本演習の課題 -
1. 箱庭ラボ日記によると、箱庭ラボが最初に学会デビューしたのはどの講演会ですか。
2. 箱庭ラボ日記の「計測自動制御学会 システムインテグレーション部門講演会。」から「は、思いもよりませんでした。」までの部分を、一字一句変えずに書き写しなさい。
3. 箱庭ラボ日記を、最後の文のあとから書き継ぎなさい。

本文抜粋 -
_ _ _ _
🛠 箱庭ラボ日記──2025年12月13日


広島出張の次の目的地は、

路面電車で原爆ドーム前まで行き、そこから歩いて10分ほどの場所にある、広島国際会議場でした。

12月10日(水)。

すごく天気が良かったので、広島駅から、歩いて学会会場へ向かいました。

思い返せば。

計測自動制御学会 システムインテグレーション部門講演会。
箱庭ラボは2023年に設立され、最初の学会デビューはSI2023でした。

富山県立大学の大山先生から、
「学会で発表しませんか」
というメールをいただいたのがきっかけでした。

それ以来、毎年発表の機会をいただいています。

2023年は新潟、2024年は岩手、2025年は広島。

実は広島には、学生の頃、学会発表で一度訪れたことがあります。

それから25年の時を経て、この地に再び来ることになるとは、思いもよりませんでした。

スポットライトセッション(口頭発表)

今回の学会では、
分散シミュレーションハブ「箱庭」
ポスター発表を行いました。

そのポスターセッションの前に、 発表概要をおよそ1時間前に紹介する
「スポットライトセッション(口頭発表)」の時間があります。

こちらは、そのときの発表時の一枚です。

閑古鳥が鳴く中。

「箱庭って、地味なんですよね。」

はい、ポスターセッションでは、

あまり人の入りはありませんでした。

ただ立ち尽くして、

たまに立ち寄ってくれる方に、

箱庭の紹介をしていました。

箱庭のポスター

実は、この箱庭のポスターは、

作成から印刷、そして現地までの運びまで、

名古屋大学の高田光さん

(箱庭WGのコアメンバー紹介:みつさん)が

すべて手配してくれたものなんです。(ほんとうにありがとうございました)

みつさんとぼくは、同い年でして、
思い返せば2017年ごろ、
ぼくがAUTOSAR RTEの開発をしていたころのことです。

TOPPERS開発者会議の合間に、
みつさんにRTEの設計や実装について
あれこれ解説していたのを、よく覚えています。

それから箱庭WGを経て、
もう8年越しの付き合いになるんですよね。

かえりの電車の中で。

ポスター発表もひと段落し、
電車に乗って広島駅へ。

広島駅に着いてからは、
ひさしぶりに、
みつさんに思いのたけをいろいろと聞いてもらって、
話していました。

 ハイボールと焼き鳥に舌鼓をうちつつ。
_ _ _ _
データ抜粋 -

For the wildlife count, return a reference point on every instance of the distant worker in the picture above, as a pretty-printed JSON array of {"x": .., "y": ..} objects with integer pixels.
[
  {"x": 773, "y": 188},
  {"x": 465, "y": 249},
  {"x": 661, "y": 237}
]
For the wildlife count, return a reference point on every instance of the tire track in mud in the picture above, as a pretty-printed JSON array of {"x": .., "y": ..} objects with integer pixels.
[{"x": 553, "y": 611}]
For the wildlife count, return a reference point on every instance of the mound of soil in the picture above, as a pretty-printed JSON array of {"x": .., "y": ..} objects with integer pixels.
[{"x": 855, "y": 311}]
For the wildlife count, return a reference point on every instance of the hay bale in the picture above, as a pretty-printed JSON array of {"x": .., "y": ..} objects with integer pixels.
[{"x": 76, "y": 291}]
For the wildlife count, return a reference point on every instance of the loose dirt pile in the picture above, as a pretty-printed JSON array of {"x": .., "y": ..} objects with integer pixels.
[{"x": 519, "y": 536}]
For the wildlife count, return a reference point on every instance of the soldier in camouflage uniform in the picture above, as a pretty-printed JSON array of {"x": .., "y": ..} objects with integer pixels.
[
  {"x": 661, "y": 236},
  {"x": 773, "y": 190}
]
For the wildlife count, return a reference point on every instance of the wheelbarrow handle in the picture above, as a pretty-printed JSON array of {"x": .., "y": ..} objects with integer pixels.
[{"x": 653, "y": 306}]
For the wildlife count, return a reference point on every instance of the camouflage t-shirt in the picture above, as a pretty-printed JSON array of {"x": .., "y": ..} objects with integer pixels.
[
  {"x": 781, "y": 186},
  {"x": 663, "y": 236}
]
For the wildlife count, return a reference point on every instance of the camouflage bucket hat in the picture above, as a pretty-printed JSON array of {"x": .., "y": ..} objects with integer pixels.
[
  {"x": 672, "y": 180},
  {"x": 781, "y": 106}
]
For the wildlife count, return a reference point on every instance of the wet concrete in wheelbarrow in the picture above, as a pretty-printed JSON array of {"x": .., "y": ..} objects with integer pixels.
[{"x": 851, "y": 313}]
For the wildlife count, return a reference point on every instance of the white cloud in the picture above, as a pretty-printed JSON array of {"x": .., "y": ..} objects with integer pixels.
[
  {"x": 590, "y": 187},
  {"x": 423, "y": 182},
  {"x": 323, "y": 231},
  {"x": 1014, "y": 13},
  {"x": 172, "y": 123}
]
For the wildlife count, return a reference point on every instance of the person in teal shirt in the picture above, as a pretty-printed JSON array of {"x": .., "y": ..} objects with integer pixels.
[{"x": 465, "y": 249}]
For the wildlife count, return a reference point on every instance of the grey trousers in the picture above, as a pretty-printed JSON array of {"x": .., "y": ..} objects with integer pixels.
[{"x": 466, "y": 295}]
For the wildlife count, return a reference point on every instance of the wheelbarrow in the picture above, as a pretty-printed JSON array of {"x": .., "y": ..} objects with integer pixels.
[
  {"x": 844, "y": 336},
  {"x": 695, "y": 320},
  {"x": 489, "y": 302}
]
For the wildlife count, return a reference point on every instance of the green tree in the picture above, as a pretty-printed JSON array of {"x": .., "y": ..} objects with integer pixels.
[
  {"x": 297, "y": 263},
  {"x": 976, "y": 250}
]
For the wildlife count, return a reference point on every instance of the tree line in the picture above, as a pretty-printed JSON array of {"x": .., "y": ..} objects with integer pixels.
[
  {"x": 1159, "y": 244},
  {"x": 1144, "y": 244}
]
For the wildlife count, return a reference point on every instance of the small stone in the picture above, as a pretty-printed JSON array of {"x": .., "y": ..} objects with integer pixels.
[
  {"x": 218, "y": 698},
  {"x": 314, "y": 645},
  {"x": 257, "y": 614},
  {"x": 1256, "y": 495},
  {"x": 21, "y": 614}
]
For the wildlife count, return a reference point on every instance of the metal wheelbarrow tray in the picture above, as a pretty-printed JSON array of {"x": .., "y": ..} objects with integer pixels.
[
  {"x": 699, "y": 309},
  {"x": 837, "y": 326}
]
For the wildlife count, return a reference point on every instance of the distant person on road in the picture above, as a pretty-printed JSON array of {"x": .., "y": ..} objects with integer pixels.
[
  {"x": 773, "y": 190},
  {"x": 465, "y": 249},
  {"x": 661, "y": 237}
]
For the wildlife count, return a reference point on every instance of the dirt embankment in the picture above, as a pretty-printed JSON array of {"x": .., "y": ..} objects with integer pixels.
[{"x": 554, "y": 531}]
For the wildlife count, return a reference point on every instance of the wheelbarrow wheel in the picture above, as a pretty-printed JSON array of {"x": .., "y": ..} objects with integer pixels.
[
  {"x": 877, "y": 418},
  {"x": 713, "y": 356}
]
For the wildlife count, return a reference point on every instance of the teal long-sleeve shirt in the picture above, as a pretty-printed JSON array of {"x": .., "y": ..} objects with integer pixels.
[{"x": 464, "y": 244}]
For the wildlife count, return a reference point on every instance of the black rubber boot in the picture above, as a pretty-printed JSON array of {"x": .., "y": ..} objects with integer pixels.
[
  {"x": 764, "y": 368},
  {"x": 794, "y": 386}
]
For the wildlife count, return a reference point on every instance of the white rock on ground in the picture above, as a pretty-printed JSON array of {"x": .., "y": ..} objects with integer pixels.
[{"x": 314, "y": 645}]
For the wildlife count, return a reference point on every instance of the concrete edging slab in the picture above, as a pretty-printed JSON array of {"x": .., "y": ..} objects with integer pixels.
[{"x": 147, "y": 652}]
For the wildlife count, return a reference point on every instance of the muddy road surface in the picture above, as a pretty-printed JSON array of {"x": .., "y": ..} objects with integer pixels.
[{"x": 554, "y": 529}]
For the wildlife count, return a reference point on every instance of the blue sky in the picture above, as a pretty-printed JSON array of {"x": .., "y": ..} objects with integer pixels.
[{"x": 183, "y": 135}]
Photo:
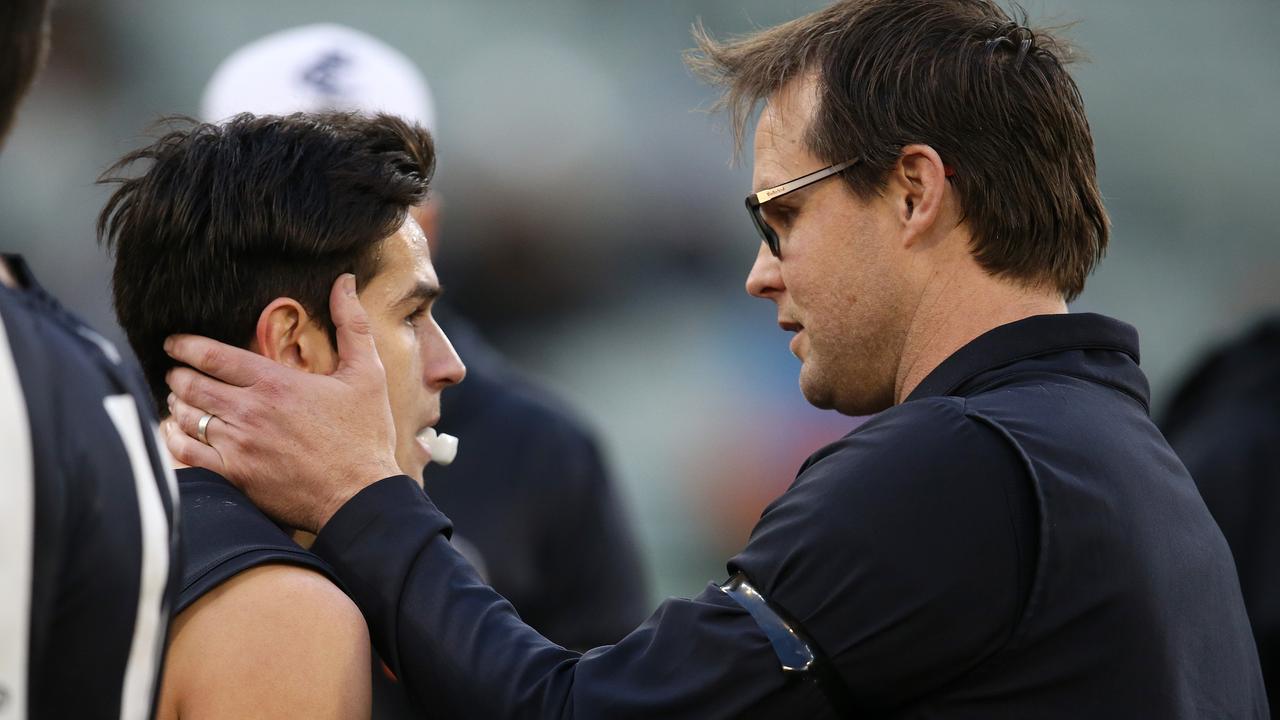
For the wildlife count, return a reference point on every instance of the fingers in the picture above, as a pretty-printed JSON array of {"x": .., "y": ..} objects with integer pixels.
[
  {"x": 188, "y": 422},
  {"x": 229, "y": 364},
  {"x": 356, "y": 346},
  {"x": 200, "y": 391},
  {"x": 188, "y": 450}
]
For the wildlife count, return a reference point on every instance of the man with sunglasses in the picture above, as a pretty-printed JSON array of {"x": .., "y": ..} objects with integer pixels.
[{"x": 1008, "y": 537}]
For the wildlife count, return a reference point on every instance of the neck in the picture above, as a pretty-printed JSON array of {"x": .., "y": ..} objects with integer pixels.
[{"x": 947, "y": 318}]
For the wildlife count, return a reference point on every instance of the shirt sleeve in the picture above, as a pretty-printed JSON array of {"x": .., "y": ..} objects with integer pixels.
[
  {"x": 462, "y": 650},
  {"x": 906, "y": 550},
  {"x": 896, "y": 548}
]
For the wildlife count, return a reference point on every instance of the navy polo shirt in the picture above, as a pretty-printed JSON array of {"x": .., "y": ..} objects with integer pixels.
[{"x": 1015, "y": 540}]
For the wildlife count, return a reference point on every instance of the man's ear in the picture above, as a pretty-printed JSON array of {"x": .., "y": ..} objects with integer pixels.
[
  {"x": 918, "y": 186},
  {"x": 287, "y": 333}
]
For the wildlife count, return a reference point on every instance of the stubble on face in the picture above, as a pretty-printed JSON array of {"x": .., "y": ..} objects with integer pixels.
[{"x": 841, "y": 274}]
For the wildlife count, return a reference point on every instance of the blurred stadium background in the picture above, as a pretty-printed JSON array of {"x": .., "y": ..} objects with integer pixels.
[{"x": 594, "y": 226}]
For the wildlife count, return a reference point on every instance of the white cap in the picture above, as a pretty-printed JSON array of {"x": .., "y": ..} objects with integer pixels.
[{"x": 314, "y": 68}]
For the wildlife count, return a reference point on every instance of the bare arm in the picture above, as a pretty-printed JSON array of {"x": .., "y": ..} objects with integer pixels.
[{"x": 273, "y": 642}]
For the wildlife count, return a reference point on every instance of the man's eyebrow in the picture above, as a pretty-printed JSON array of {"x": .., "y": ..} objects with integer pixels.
[{"x": 421, "y": 291}]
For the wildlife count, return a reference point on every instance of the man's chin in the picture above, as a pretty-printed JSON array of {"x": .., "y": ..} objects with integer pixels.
[{"x": 826, "y": 395}]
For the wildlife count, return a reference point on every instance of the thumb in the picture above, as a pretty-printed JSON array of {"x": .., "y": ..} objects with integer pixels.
[{"x": 356, "y": 349}]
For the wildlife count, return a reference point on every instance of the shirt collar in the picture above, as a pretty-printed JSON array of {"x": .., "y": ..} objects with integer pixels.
[{"x": 1025, "y": 338}]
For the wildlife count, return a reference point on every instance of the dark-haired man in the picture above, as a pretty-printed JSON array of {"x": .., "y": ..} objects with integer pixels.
[
  {"x": 1008, "y": 537},
  {"x": 238, "y": 229},
  {"x": 87, "y": 505}
]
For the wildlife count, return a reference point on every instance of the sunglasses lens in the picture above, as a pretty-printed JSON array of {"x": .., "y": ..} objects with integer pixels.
[{"x": 767, "y": 233}]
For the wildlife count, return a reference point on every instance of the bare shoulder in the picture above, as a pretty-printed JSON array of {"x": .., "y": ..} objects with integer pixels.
[{"x": 272, "y": 642}]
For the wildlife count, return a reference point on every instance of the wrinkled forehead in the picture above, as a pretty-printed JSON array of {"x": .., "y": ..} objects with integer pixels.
[{"x": 405, "y": 260}]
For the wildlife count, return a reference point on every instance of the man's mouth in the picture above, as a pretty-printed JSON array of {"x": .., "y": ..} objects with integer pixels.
[{"x": 442, "y": 447}]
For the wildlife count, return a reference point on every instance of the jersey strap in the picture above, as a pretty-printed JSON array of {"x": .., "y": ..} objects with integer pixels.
[{"x": 798, "y": 654}]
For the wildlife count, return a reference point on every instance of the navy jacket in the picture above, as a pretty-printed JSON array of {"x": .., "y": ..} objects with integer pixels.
[{"x": 1015, "y": 540}]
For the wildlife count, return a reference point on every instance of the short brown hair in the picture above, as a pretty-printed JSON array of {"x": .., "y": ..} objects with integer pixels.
[
  {"x": 990, "y": 94},
  {"x": 23, "y": 39}
]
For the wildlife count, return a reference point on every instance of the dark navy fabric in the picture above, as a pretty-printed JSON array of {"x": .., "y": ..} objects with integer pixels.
[
  {"x": 225, "y": 534},
  {"x": 88, "y": 546},
  {"x": 1224, "y": 422},
  {"x": 533, "y": 504},
  {"x": 1015, "y": 540}
]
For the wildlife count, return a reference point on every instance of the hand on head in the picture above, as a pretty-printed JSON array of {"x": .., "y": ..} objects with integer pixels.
[{"x": 298, "y": 445}]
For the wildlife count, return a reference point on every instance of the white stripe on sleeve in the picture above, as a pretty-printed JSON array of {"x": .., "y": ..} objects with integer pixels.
[
  {"x": 17, "y": 528},
  {"x": 140, "y": 674}
]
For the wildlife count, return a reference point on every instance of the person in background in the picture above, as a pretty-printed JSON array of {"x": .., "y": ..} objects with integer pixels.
[
  {"x": 534, "y": 506},
  {"x": 88, "y": 528},
  {"x": 1224, "y": 422},
  {"x": 1010, "y": 536}
]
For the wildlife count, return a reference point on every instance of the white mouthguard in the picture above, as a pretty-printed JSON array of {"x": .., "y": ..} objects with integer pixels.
[{"x": 444, "y": 447}]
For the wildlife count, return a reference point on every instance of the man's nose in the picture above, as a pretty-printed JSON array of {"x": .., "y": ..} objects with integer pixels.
[
  {"x": 766, "y": 276},
  {"x": 443, "y": 365}
]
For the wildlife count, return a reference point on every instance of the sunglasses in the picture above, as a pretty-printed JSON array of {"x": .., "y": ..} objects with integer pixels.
[{"x": 757, "y": 200}]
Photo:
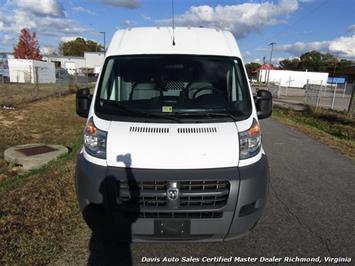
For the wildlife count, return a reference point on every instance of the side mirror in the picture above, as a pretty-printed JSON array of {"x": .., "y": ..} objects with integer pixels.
[
  {"x": 263, "y": 103},
  {"x": 83, "y": 102}
]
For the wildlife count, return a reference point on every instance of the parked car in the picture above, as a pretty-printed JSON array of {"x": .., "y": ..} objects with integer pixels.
[{"x": 172, "y": 144}]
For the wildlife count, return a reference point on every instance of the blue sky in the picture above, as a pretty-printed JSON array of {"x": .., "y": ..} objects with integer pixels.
[{"x": 296, "y": 26}]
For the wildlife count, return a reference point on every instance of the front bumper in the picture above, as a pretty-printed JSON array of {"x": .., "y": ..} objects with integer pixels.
[{"x": 98, "y": 193}]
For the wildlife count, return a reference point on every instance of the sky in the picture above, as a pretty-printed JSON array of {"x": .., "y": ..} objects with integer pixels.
[{"x": 296, "y": 26}]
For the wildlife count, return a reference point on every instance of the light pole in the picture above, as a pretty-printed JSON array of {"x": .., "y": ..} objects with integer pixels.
[
  {"x": 272, "y": 49},
  {"x": 104, "y": 33}
]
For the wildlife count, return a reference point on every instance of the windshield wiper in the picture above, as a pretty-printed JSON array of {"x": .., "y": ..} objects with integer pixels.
[
  {"x": 139, "y": 113},
  {"x": 206, "y": 114}
]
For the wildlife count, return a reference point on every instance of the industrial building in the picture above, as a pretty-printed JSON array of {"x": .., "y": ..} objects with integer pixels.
[{"x": 91, "y": 62}]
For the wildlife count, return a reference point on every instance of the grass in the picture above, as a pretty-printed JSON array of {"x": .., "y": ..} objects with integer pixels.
[
  {"x": 38, "y": 210},
  {"x": 335, "y": 129}
]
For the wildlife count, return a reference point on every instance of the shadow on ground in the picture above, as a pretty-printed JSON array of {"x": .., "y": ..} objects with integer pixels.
[{"x": 111, "y": 221}]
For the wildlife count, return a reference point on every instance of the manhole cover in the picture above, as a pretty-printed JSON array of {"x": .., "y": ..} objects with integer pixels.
[{"x": 36, "y": 150}]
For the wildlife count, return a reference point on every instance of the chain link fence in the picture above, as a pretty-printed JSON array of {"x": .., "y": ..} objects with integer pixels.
[
  {"x": 12, "y": 94},
  {"x": 336, "y": 96}
]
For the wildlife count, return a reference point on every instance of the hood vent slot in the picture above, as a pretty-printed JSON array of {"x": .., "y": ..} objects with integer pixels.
[
  {"x": 158, "y": 130},
  {"x": 197, "y": 130}
]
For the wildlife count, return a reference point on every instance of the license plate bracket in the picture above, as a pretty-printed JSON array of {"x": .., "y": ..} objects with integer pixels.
[{"x": 172, "y": 227}]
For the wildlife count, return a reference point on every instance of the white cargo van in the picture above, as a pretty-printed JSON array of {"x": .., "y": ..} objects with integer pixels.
[{"x": 172, "y": 144}]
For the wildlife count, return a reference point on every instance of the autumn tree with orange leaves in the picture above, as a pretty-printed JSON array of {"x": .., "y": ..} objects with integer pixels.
[{"x": 27, "y": 46}]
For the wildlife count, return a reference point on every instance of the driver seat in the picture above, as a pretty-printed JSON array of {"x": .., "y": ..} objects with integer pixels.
[{"x": 195, "y": 86}]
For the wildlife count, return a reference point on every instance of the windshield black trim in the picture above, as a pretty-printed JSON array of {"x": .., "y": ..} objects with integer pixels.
[{"x": 208, "y": 117}]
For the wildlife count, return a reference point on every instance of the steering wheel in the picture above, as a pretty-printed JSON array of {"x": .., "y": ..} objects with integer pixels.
[{"x": 204, "y": 89}]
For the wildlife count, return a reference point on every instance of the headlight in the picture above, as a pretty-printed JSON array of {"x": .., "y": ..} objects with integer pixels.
[
  {"x": 95, "y": 140},
  {"x": 250, "y": 141}
]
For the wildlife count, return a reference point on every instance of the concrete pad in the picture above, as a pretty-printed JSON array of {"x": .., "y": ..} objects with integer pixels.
[{"x": 33, "y": 156}]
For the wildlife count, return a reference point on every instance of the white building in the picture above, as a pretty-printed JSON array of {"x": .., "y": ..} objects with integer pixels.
[
  {"x": 31, "y": 71},
  {"x": 74, "y": 64},
  {"x": 289, "y": 78}
]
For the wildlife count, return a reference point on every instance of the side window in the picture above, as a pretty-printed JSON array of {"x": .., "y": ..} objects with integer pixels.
[
  {"x": 108, "y": 83},
  {"x": 238, "y": 82}
]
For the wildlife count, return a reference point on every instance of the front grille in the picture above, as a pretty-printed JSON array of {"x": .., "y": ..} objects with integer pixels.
[
  {"x": 197, "y": 198},
  {"x": 180, "y": 215}
]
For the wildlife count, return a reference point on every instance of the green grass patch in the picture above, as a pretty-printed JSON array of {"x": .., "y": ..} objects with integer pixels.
[
  {"x": 333, "y": 128},
  {"x": 39, "y": 212}
]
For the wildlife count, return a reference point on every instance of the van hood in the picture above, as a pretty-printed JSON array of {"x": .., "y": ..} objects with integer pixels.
[{"x": 172, "y": 146}]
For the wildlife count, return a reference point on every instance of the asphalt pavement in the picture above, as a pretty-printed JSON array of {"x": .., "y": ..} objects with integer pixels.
[{"x": 310, "y": 210}]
_ _ _ _
記述解答 -
1. SI2023です。

2.
計測自動制御学会 システムインテグレーション部門講演会。
箱庭ラボは2023年に設立され、最初の学会デビューはSI2023でした。

富山県立大学の大山先生から、
「学会で発表しませんか」
というメールをいただいたのがきっかけでした。

それ以来、毎年発表の機会をいただいています。

2023年は新潟、2024年は岩手、2025年は広島。

実は広島には、学生の頃、学会発表で一度訪れたことがあります。

それから25年の時を経て、この地に再び来ることになるとは、思いもよりませんでした。

3.
「結局のところ、
 箱庭はアーキテクチャの視点がないと、
 本質はなかなか伝わらないよね」
そんなことをグダグダと話しており。

箱庭のアーキテクチャの本質は?

「シミュレーションする前に、
 どういうコンポーネント構成にするか」
この視点がないと、そもそも成り立ちません。

だから、
アーキテクチャの視点がまずないと、
箱庭はたぶん、
その価値は半分も生きてきません。

ポスターセッションの質疑の中でも、
「シミュレータをつなげる
 糊付けの通信プログラムを書けば
 済む話じゃないの?」
と問われました。

仕方がないから、
「シミュレータが2個なら、
 たぶんそれでよいと思いますよ。
 でも、これが3個、4個と増えたら、
 どうしますか?」

と。

でも、あまり、押し売りするつもりはなかったので、
「まー、趣味の話だと思うので」
と、さらっと流して。…そんな話を、
帰りの電車と、焼き鳥屋でしていました。

そうはいっても。

ポスターセッション中は、
そんな中でも、常連さんがいらっしゃいます。

いつも、
「今の最新の箱庭の話を聞かせて」
と言ってくれる健気な人もいます。

そこで、ぼくは調子に乗って、
「次の箱庭は100台同時シミュレーションをやります!」
「そのための技術が、Runtime Delegationなんです!」
と、熱弁していました。

我ながら、子供っぽいなと思いつつ。
それでも、

「おもしろい!」

と言ってくれるんですよね。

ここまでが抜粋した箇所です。